Task requirements:
Reproduce each record exactly.

(Records from a data source)
○ ○ ○

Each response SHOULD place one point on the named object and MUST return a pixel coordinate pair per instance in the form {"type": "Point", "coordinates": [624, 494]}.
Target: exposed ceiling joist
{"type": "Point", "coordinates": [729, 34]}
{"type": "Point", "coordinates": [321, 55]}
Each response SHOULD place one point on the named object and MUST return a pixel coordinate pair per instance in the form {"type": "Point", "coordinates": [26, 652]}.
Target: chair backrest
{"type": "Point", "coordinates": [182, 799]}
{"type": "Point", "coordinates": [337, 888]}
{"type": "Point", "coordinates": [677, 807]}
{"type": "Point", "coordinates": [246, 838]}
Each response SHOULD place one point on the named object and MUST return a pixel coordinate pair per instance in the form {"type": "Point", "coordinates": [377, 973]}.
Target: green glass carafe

○ ○ ○

Output:
Each response SHOULD place one point on the named object and MUST return a pixel coordinate pair per instance in the form {"type": "Point", "coordinates": [624, 494]}.
Target: exposed ceiling joist
{"type": "Point", "coordinates": [729, 34]}
{"type": "Point", "coordinates": [321, 55]}
Each response SHOULD place one point on the named object and MUST return a pixel coordinate pair per instance in the form {"type": "Point", "coordinates": [26, 652]}.
Target: chair backrest
{"type": "Point", "coordinates": [182, 799]}
{"type": "Point", "coordinates": [337, 888]}
{"type": "Point", "coordinates": [677, 807]}
{"type": "Point", "coordinates": [246, 838]}
Each response SHOULD place one point on the named object and MUST return a pixel coordinate pair per instance in the form {"type": "Point", "coordinates": [377, 973]}.
Target: green glass carafe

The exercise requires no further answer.